**WHAT IS NEEDED**
Can you write out the rows again, starting at the first row and ending at the line that contains "(364, 68), (381, 77)", with both ends included and the requests kept as they are, but adding 38 to every coordinate in the answer boxes and leaving the sample boxes in the requests unchanged?

**MATERIAL SUPPLIED**
----
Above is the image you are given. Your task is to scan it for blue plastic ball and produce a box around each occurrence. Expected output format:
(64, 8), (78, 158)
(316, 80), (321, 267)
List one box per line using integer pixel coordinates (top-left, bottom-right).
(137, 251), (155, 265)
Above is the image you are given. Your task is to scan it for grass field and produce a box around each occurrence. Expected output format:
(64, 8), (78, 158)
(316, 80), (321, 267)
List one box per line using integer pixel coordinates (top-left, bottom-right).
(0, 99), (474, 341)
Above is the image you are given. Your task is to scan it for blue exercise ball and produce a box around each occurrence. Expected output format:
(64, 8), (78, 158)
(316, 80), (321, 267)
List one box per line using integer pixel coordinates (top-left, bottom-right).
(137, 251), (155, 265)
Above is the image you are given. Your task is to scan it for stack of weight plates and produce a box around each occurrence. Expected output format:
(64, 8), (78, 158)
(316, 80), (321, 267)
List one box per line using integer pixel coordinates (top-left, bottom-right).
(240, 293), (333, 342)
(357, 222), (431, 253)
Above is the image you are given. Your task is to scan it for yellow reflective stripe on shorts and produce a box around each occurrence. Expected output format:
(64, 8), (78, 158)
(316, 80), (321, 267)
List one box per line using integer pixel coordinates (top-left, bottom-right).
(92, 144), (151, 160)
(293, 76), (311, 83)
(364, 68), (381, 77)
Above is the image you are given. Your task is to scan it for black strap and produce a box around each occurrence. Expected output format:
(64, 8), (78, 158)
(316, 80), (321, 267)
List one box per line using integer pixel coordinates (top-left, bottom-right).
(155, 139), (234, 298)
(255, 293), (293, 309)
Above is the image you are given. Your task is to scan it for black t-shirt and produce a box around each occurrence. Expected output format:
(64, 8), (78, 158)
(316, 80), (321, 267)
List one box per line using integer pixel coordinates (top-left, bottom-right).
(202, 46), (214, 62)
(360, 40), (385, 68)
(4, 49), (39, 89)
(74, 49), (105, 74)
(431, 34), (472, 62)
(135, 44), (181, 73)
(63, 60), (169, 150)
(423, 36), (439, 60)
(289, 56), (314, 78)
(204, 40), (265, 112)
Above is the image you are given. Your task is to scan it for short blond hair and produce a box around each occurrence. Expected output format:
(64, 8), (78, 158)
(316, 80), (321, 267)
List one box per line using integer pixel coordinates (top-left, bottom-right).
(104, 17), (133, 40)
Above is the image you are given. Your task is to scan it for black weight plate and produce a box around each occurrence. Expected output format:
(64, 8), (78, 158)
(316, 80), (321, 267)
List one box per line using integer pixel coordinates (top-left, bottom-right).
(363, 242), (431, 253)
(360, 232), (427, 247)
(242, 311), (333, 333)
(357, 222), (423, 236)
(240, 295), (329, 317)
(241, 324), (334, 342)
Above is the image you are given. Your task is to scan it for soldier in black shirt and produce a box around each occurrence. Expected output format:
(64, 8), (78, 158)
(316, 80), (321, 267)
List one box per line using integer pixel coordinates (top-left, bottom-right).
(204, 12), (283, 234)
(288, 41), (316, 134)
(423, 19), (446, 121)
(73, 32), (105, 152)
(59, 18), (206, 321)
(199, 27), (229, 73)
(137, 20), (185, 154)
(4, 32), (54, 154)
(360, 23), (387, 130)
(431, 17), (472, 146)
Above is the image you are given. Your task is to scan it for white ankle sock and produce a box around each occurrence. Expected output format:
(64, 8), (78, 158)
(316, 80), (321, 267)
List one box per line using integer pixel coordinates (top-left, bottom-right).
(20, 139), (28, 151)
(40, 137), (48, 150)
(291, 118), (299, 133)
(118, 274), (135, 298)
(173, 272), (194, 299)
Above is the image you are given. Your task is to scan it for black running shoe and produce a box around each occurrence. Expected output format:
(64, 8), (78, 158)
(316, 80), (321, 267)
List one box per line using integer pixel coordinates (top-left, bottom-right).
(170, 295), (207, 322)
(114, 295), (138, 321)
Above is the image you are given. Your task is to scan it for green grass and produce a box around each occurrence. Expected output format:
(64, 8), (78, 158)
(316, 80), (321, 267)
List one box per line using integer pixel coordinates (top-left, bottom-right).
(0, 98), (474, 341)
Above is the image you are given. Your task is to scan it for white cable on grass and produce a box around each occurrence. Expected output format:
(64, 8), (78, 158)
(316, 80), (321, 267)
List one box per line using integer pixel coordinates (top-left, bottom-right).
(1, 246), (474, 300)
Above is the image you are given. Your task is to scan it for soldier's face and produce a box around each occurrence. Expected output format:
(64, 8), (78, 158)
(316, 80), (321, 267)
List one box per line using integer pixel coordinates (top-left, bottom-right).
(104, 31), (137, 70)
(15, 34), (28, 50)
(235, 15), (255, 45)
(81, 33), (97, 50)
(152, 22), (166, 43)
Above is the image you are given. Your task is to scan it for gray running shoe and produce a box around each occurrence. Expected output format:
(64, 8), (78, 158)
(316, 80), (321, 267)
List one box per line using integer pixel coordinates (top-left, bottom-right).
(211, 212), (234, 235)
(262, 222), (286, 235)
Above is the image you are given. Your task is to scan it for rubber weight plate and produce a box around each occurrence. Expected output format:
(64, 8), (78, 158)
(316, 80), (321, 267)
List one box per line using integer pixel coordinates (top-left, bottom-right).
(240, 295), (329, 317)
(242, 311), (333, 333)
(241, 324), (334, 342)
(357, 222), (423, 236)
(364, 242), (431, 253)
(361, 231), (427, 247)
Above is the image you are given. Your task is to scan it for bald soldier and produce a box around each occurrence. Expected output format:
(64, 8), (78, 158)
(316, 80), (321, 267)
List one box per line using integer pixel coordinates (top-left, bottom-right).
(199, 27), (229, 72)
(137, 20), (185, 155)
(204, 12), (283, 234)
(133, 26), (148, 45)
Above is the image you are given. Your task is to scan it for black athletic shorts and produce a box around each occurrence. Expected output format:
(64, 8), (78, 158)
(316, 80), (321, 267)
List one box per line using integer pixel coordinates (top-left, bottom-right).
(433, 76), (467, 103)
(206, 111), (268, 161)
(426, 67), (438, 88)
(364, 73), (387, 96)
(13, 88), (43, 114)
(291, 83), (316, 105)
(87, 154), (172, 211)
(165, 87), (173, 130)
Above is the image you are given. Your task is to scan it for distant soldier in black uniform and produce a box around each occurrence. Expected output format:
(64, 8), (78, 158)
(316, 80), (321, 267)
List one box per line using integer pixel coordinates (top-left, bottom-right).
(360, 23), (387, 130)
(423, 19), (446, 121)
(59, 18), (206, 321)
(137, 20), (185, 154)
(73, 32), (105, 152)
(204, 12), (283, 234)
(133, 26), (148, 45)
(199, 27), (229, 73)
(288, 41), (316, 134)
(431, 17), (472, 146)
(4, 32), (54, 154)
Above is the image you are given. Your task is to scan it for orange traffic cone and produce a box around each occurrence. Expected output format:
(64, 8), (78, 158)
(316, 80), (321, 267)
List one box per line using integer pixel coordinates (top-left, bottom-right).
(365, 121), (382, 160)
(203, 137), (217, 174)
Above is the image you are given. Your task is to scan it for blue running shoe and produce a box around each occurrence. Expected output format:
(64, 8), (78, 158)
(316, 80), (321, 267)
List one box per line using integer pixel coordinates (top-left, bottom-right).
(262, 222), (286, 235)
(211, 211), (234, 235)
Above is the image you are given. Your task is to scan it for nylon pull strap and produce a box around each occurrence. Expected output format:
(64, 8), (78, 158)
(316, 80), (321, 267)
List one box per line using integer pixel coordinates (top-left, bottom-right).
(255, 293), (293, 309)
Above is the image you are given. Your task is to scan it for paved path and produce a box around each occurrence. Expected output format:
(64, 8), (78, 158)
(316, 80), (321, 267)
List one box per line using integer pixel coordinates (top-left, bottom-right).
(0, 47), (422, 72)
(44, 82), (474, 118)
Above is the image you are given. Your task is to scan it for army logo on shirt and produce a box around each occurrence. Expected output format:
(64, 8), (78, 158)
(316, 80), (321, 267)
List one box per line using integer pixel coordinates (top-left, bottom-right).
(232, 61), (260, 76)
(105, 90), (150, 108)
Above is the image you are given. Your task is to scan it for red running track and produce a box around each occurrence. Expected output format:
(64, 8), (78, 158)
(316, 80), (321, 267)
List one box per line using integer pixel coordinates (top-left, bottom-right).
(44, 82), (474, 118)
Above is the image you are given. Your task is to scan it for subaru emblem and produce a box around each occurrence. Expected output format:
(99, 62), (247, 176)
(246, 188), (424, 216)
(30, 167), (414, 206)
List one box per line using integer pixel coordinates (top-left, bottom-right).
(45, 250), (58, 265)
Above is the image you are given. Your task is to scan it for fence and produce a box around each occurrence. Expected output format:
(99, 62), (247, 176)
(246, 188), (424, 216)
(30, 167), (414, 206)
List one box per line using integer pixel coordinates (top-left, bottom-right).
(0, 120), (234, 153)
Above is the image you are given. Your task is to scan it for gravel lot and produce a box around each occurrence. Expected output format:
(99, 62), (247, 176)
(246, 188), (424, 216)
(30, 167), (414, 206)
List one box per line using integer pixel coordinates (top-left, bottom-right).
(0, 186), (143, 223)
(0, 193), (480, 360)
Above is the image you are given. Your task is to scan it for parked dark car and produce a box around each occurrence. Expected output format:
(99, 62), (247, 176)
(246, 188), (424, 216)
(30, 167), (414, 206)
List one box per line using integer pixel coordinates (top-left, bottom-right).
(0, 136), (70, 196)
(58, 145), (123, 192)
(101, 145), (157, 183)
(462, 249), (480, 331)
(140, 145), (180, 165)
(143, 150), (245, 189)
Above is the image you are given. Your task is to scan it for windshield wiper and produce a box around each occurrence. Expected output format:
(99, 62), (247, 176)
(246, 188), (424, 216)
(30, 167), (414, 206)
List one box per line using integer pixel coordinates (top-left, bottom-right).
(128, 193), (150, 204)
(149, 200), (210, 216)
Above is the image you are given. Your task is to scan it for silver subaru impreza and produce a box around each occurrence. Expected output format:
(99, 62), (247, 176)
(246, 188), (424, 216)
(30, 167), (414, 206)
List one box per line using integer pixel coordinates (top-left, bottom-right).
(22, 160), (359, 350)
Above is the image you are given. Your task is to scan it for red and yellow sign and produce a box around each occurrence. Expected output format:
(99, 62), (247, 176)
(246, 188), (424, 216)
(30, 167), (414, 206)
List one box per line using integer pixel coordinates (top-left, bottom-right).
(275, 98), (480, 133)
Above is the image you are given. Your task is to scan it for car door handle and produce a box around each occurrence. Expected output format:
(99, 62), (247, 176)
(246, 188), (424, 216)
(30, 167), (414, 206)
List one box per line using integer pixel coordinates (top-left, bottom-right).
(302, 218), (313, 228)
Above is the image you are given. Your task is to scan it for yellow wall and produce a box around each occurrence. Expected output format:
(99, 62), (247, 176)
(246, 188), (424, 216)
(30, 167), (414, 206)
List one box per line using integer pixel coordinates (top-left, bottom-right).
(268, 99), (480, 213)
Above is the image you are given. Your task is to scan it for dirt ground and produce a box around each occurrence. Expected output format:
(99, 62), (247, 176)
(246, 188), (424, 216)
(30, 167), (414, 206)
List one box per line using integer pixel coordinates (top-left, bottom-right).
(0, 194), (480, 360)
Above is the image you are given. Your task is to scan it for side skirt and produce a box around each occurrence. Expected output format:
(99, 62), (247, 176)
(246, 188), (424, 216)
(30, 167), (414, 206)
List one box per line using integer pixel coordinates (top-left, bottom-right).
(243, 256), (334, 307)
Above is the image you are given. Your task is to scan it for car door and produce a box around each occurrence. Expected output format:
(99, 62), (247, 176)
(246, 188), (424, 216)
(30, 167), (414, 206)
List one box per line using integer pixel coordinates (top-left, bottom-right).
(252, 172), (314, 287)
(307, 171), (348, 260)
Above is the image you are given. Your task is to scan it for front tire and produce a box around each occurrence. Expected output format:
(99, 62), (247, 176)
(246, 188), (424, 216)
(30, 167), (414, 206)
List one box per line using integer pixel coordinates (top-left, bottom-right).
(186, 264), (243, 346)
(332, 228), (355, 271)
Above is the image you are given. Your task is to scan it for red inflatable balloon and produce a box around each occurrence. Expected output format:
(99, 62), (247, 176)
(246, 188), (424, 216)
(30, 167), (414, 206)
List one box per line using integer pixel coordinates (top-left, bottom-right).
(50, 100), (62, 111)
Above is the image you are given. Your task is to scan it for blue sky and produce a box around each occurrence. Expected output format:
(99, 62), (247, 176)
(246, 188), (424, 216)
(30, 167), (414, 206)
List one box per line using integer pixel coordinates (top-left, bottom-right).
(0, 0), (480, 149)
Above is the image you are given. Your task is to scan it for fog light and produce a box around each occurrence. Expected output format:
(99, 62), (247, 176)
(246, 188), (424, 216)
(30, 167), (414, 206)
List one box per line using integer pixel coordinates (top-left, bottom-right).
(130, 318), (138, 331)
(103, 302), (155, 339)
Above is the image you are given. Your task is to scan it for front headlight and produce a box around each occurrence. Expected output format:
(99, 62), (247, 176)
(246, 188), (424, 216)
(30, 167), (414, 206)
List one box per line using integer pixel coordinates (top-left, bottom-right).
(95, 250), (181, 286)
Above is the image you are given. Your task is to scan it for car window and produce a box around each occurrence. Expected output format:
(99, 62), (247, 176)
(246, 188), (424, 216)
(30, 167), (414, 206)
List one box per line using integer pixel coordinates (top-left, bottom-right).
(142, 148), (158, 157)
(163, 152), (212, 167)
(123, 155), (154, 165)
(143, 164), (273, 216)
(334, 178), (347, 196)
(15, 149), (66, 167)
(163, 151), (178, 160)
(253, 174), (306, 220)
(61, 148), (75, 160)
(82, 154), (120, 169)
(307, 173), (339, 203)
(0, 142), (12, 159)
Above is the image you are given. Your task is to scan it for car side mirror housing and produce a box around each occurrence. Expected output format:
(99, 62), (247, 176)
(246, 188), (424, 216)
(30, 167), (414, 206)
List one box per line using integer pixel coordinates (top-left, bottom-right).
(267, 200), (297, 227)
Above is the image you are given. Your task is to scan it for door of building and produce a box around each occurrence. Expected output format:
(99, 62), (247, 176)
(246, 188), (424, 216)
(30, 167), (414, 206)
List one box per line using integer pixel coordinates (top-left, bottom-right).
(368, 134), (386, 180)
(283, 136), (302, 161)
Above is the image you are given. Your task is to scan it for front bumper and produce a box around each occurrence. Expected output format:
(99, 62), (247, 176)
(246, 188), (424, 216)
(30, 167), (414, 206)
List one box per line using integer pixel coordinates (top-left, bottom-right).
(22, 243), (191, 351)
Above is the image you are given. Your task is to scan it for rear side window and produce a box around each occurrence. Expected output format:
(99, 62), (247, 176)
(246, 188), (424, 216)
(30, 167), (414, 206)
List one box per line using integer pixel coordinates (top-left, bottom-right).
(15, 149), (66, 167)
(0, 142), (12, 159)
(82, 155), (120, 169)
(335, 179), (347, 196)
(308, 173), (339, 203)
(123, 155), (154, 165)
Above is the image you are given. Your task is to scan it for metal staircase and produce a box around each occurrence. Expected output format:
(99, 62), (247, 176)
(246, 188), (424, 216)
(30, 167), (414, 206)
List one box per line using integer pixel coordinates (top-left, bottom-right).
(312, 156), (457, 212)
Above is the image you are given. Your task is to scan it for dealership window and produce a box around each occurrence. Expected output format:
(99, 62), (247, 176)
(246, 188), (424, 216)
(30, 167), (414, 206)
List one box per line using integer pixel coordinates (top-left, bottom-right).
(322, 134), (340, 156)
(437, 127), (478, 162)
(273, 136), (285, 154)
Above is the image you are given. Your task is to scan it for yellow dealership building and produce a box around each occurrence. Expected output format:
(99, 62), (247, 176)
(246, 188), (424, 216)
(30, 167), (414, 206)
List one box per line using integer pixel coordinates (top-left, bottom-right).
----
**REPLY TO THE EXERCISE**
Above is the image you are given. Your task is to scan it for blue plastic ball and produce a box around each occurrence. Expected output format:
(64, 8), (78, 158)
(316, 80), (321, 267)
List one box per line using integer pixel coordinates (top-left, bottom-right).
(175, 289), (193, 303)
Above is the image you are given. Your task is to scan it for grass field and produce a box around each occurrence. Expected output format:
(64, 8), (78, 158)
(316, 80), (321, 267)
List one box per line using integer pixel coordinates (top-left, bottom-right).
(38, 137), (512, 379)
Above is the image you are given. Your task is to scan it for blue exercise ball and produce a box around each occurrence. Expected output format:
(64, 8), (78, 158)
(316, 80), (321, 267)
List one box per line using integer pixel coordinates (top-left, bottom-right).
(175, 289), (193, 303)
Above is the image you are given. Your task is to scan it for stack of weight plates and produce a box around each occurrence. Expected output format:
(64, 8), (78, 158)
(316, 80), (321, 267)
List one box per line using integer pixel coordinates (top-left, bottom-right).
(278, 331), (371, 380)
(395, 260), (469, 291)
Above is the image you are given. Your task is to scan it for yellow reflective stripe on shorts and produce a box around each occurrence. Expected output format:
(64, 8), (78, 158)
(316, 80), (321, 267)
List one box per line using integer pixel coordinates (top-left, bottom-right).
(130, 182), (189, 198)
(331, 114), (349, 121)
(402, 106), (419, 115)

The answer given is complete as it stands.